**GIVEN PASSAGE**.
========

Research reveals the complexity of loneliness during lockdown
A study exploring loneliness and solitude during lockdown highlights how different people experienced social restrictions as either "hell or bliss."
The study, published in Analyses of Social Issues and Public Policy and by researchers from the University of York, gathered stories of lockdown loneliness from 70 participants aged between 17 and 73, in order to explore how various forms of loneliness affected people in different ways.
Loneliness has been identified as a major public health issue in the U.K., with a Minister for Loneliness first appointed in 2018.
The findings of the research add to a growing body of evidence that there is no "one size fits all" solution to the problem, but rather a need to take an individual approach, the authors of the study say.
Rowena Leary, a Ph.D. student in the Department of Education at the University of York, said: "One of the most striking findings of our study was how different people are, with individuals experiencing the same situations as hell or bliss.

========

**RECORDED INFORMATION**.
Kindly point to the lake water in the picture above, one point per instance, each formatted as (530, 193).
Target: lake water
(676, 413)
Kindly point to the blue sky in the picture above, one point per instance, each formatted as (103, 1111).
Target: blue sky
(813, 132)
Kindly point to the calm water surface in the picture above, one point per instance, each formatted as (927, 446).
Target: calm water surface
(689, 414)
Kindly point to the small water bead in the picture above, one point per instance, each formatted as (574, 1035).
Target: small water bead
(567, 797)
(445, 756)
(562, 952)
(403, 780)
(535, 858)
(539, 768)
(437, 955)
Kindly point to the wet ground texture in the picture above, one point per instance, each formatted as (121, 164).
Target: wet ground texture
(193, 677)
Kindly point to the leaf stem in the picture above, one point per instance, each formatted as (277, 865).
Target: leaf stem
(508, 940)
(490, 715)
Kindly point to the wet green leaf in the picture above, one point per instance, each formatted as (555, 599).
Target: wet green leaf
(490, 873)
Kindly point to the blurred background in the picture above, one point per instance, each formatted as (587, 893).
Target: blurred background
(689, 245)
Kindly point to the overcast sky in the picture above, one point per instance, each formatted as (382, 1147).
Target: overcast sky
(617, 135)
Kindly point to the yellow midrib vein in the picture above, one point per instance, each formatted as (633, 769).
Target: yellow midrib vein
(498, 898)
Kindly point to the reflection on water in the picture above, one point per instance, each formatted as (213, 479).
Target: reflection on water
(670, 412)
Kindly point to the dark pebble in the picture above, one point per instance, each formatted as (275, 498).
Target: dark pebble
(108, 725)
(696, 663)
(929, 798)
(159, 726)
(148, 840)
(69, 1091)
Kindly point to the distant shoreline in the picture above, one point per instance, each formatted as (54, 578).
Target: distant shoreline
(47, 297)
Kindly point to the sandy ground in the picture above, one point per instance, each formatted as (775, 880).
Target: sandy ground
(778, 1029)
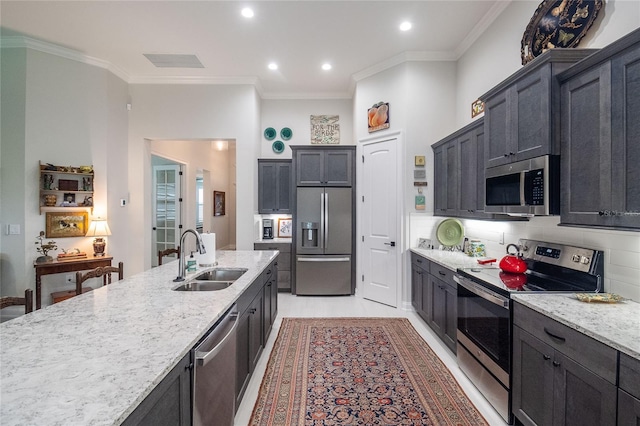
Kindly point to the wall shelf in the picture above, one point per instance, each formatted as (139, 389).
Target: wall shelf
(58, 182)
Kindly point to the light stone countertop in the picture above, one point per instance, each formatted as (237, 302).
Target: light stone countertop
(274, 240)
(614, 324)
(92, 359)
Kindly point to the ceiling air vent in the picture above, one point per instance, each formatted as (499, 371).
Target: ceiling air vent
(174, 61)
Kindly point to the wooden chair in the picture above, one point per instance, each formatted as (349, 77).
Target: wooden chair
(167, 252)
(104, 272)
(27, 301)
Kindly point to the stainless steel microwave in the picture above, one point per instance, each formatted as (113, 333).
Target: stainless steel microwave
(524, 188)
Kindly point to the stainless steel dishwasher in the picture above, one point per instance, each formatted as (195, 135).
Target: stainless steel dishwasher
(214, 377)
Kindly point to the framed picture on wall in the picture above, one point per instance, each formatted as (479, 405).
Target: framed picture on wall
(67, 224)
(218, 203)
(285, 228)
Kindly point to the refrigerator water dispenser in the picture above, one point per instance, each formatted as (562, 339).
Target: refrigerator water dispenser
(309, 234)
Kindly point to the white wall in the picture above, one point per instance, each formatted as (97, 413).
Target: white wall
(192, 112)
(67, 113)
(296, 115)
(496, 54)
(421, 105)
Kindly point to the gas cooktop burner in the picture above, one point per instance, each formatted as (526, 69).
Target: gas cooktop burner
(551, 268)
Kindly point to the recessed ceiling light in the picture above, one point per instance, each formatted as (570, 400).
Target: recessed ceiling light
(247, 12)
(405, 26)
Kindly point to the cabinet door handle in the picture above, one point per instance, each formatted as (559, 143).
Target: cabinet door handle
(555, 336)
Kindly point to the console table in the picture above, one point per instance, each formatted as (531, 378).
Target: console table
(62, 266)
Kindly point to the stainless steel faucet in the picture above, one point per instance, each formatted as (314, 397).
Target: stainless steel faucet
(182, 270)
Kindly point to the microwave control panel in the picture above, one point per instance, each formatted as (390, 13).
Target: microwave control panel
(534, 184)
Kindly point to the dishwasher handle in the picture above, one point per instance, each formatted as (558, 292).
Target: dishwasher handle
(202, 358)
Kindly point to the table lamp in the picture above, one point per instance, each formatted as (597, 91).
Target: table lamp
(98, 229)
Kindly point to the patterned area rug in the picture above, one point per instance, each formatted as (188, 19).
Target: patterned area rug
(358, 371)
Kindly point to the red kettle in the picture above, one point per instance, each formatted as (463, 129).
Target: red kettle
(513, 262)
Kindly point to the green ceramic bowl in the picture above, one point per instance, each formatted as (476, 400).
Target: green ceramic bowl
(450, 232)
(270, 133)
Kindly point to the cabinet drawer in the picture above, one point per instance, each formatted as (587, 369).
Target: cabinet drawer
(282, 247)
(284, 280)
(630, 375)
(284, 262)
(442, 273)
(593, 355)
(420, 261)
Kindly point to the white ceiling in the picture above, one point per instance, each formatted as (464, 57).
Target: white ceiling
(356, 37)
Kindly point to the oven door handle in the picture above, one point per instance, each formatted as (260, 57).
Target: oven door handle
(476, 289)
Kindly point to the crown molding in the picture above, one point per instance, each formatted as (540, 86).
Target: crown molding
(401, 59)
(12, 42)
(308, 96)
(484, 24)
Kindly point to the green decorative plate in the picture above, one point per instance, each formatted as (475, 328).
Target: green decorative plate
(270, 133)
(286, 133)
(278, 147)
(450, 232)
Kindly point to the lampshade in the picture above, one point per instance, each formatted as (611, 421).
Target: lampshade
(98, 228)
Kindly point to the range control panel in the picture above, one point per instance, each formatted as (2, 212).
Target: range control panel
(572, 257)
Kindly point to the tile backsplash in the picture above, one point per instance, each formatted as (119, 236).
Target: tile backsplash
(621, 248)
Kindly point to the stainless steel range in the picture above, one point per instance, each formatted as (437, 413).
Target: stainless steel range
(484, 309)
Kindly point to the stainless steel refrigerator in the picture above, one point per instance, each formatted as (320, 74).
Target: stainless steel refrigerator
(324, 240)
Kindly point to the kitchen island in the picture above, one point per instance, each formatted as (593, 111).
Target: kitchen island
(92, 359)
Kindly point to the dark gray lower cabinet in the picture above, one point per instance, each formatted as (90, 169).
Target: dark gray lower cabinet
(170, 402)
(270, 299)
(258, 310)
(549, 387)
(249, 343)
(433, 295)
(629, 391)
(628, 409)
(283, 259)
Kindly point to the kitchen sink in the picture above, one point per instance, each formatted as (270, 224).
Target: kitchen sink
(221, 274)
(214, 280)
(203, 286)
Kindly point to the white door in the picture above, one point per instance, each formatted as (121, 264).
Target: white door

========

**EXERCISE DETAILS**. Please answer from the lockdown loneliness article: how many participants shared stories of lockdown loneliness for the study? The data has no connection to the lockdown loneliness article.

**THE COMPLETED TASK**. 70 participants, aged between 17 and 73.